§ **Exercise goal**:
Copy out the records below, changing every "DetectionModel" to "Detector" and leaving everything else as it stands.

::::

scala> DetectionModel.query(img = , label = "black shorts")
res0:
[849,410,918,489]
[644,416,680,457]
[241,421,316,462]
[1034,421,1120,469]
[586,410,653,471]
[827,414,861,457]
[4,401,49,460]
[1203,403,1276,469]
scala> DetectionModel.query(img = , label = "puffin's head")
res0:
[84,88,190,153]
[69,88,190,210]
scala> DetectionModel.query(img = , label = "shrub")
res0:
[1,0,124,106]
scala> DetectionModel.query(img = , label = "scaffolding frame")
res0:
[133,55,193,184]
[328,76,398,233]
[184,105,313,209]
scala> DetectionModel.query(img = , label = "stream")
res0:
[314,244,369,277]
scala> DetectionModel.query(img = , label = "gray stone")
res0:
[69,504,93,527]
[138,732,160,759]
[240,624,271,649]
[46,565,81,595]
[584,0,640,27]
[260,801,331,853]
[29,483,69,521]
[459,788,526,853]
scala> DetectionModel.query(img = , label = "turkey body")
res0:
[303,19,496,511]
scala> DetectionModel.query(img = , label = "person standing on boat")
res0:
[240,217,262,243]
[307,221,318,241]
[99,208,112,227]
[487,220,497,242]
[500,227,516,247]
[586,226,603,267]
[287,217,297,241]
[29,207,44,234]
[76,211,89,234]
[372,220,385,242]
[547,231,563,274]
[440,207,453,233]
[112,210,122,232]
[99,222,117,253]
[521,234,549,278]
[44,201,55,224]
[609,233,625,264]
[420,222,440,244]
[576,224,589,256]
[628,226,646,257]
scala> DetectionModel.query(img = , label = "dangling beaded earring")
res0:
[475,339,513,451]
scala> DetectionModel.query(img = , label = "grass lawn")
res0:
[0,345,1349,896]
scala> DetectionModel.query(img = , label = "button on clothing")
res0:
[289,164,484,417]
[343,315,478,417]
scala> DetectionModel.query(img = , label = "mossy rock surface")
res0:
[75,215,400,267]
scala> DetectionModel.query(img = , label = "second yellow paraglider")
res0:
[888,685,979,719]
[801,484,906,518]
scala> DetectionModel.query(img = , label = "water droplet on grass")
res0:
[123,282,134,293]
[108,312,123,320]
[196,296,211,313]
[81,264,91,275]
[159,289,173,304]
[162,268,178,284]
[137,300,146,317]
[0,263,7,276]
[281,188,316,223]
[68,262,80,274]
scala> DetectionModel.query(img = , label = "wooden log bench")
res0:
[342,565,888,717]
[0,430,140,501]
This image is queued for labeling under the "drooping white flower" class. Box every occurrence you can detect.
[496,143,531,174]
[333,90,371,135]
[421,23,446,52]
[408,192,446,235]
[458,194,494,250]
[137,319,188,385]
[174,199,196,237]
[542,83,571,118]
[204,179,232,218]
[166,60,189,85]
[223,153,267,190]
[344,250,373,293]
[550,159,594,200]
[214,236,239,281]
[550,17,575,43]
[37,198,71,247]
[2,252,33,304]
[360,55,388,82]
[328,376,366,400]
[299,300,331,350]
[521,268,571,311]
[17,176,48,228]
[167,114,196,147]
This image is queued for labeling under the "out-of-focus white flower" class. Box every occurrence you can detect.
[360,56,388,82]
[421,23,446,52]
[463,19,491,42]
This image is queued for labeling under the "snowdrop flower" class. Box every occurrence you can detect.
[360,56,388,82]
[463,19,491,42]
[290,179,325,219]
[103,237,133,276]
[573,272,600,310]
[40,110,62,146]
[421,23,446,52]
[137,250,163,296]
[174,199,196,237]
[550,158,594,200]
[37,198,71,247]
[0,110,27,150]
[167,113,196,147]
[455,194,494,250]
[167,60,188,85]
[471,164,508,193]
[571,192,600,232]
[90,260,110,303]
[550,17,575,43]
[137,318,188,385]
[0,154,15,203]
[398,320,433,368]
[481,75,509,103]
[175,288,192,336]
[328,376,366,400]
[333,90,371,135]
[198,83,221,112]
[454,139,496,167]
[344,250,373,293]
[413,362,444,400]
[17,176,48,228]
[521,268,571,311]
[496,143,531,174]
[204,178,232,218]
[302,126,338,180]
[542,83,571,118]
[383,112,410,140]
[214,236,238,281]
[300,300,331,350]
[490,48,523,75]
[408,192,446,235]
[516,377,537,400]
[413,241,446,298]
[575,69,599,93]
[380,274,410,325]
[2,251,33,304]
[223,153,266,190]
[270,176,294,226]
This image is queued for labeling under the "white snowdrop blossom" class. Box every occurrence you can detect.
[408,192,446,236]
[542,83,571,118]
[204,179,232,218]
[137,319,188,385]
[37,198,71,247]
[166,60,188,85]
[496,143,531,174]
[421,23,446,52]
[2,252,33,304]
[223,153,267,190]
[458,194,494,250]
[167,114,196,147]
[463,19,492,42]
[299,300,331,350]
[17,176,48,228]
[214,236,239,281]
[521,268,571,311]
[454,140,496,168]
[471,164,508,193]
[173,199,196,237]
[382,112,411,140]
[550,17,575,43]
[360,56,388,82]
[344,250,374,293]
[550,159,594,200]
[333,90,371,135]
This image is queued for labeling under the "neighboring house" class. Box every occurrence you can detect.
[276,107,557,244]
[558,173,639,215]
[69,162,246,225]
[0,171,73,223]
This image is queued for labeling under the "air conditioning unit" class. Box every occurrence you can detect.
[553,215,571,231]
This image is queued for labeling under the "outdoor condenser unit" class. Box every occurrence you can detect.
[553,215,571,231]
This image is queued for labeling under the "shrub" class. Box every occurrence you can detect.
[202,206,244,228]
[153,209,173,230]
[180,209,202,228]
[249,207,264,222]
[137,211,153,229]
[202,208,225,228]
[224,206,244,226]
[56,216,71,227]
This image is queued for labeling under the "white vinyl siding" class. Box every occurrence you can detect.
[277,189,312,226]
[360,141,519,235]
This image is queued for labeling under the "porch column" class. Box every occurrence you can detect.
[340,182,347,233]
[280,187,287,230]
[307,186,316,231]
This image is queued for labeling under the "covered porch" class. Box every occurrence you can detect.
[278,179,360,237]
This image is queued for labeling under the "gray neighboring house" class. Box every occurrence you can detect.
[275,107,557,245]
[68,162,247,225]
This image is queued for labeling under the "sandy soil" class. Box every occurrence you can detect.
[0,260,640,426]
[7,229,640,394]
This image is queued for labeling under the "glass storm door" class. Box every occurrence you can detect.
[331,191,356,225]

::::

§ **Expected output**:
scala> Detector.query(img = , label = "black shorts")
res0:
[849,410,918,489]
[644,416,680,457]
[241,421,316,462]
[1034,421,1120,469]
[586,410,653,471]
[827,414,861,457]
[4,401,49,460]
[1203,403,1276,469]
scala> Detector.query(img = , label = "puffin's head")
res0:
[84,88,190,153]
[69,88,190,210]
scala> Detector.query(img = , label = "shrub")
res0:
[1,0,124,106]
scala> Detector.query(img = , label = "scaffolding frame")
res0:
[133,55,193,184]
[328,76,398,233]
[184,105,313,209]
scala> Detector.query(img = , label = "stream")
res0:
[314,244,369,277]
scala> Detector.query(img = , label = "gray stone")
res0:
[69,504,93,527]
[138,732,160,759]
[240,624,271,649]
[46,565,81,595]
[584,0,640,27]
[260,801,331,853]
[29,483,69,521]
[459,788,526,853]
scala> Detector.query(img = , label = "turkey body")
res0:
[303,19,496,511]
scala> Detector.query(img = , label = "person standing on boat")
res0:
[240,217,262,243]
[307,221,318,241]
[99,208,112,227]
[487,220,497,242]
[500,227,516,247]
[586,226,603,267]
[287,217,297,241]
[29,207,44,234]
[76,211,89,234]
[372,220,385,242]
[547,231,563,274]
[440,207,453,233]
[112,210,122,232]
[99,222,117,253]
[521,234,549,278]
[44,201,55,224]
[609,233,625,264]
[420,222,440,244]
[576,224,589,256]
[628,226,646,257]
scala> Detector.query(img = , label = "dangling beaded earring")
res0:
[475,339,513,451]
scala> Detector.query(img = , label = "grass lawn")
res0:
[0,345,1349,896]
scala> Detector.query(img = , label = "button on clothing")
res0:
[289,164,484,417]
[343,315,478,417]
scala> Detector.query(img = , label = "mossy rock surface")
res0:
[75,215,400,267]
scala> Detector.query(img = , label = "second yellow paraglider")
res0:
[888,685,979,719]
[801,484,906,518]
scala> Detector.query(img = , label = "water droplet on grass")
res0:
[123,282,134,293]
[108,312,123,320]
[196,296,211,313]
[81,264,91,275]
[159,289,173,304]
[162,268,178,284]
[137,300,146,317]
[0,263,7,276]
[281,188,316,223]
[68,262,80,274]
scala> Detector.query(img = , label = "wooden log bench")
res0:
[342,565,888,717]
[0,430,140,501]
This image is queued for labeling under the "drooping white flower" class. Box every occurrence you can detect.
[496,143,531,174]
[333,90,371,135]
[421,23,446,52]
[408,192,446,235]
[458,194,494,250]
[137,319,188,385]
[174,199,196,237]
[542,83,571,118]
[204,179,232,218]
[166,60,189,85]
[223,153,267,190]
[344,250,373,293]
[550,159,594,200]
[214,236,239,281]
[550,17,575,43]
[37,198,71,247]
[2,252,33,304]
[360,55,388,82]
[328,376,366,400]
[299,300,331,350]
[521,268,571,311]
[17,176,48,228]
[167,114,196,147]
This image is queued for labeling under the "out-of-focus white flower" class. Box every occurrence you can detect.
[360,56,388,82]
[421,23,446,52]
[463,19,491,42]
This image is queued for labeling under the "snowdrop flower" class. Box every occurrence you can detect.
[360,56,388,82]
[463,19,491,42]
[290,179,325,219]
[103,237,133,276]
[573,272,600,310]
[40,110,62,146]
[421,23,446,52]
[137,250,163,296]
[174,199,196,237]
[550,158,594,200]
[37,198,71,247]
[0,110,27,150]
[167,113,196,147]
[455,194,494,250]
[167,60,188,85]
[471,164,508,193]
[571,192,600,232]
[90,260,110,303]
[550,17,575,43]
[137,318,188,385]
[0,154,15,203]
[398,320,433,368]
[481,75,509,103]
[175,288,192,336]
[328,376,366,400]
[333,90,371,135]
[198,83,221,112]
[454,139,496,167]
[344,250,373,293]
[413,362,444,400]
[17,176,48,228]
[521,268,571,311]
[496,143,531,174]
[204,178,232,218]
[302,126,338,180]
[542,83,571,118]
[383,112,410,140]
[214,236,238,281]
[300,300,331,350]
[490,48,523,75]
[408,192,446,235]
[516,377,537,400]
[413,241,446,298]
[575,69,599,93]
[380,274,410,325]
[2,251,33,304]
[223,153,266,190]
[270,176,294,226]
This image is queued for labeling under the "white snowdrop blossom" class. Box every occurrence you can detect.
[408,192,446,236]
[542,83,571,118]
[204,179,232,218]
[137,319,188,385]
[37,198,71,247]
[166,60,188,85]
[496,143,531,174]
[421,23,446,52]
[2,252,33,304]
[223,153,267,190]
[458,194,494,250]
[167,114,196,147]
[463,19,492,42]
[299,300,331,350]
[17,176,48,228]
[214,236,239,281]
[521,268,571,311]
[454,140,496,168]
[471,164,508,193]
[173,199,196,237]
[382,112,411,140]
[550,17,575,43]
[360,56,388,82]
[344,250,374,293]
[550,159,594,200]
[333,90,371,135]
This image is queued for labeling under the "neighboring house" class. Box every occurrence you can detect.
[276,107,557,244]
[558,173,639,215]
[69,162,246,225]
[0,171,73,223]
This image is queued for labeling under the "air conditioning unit" class. Box every occurrence you can detect.
[553,215,571,231]
This image is queued for labeling under the "outdoor condenser unit" class. Box every occurrence you can detect.
[553,215,571,231]
This image is queued for labeling under the "shrub" class. Box every occurrence you can detect.
[202,206,244,228]
[153,209,173,230]
[180,209,202,228]
[249,207,264,222]
[137,211,153,229]
[202,208,225,228]
[224,206,244,226]
[56,216,71,227]
This image is queued for labeling under the "white vinyl siding" class. Box every occurrence you can detect.
[277,189,312,226]
[360,141,519,235]
This image is queued for labeling under the "porch column" class. Box every occurrence you can detect.
[340,182,347,233]
[280,187,287,230]
[307,186,316,231]
This image is queued for labeling under the "covered porch" class. Box every occurrence you can detect.
[278,179,360,237]
This image is queued for labeling under the "gray neighboring house" class. Box every occurrence you can detect.
[275,107,557,245]
[68,162,247,225]
This image is queued for labeling under the "sandy soil" class. Box every occurrence you can detect.
[0,260,640,426]
[7,229,640,394]
This image is queued for labeling under the "glass storm door" class. Box every occurrence you can detect.
[331,191,356,225]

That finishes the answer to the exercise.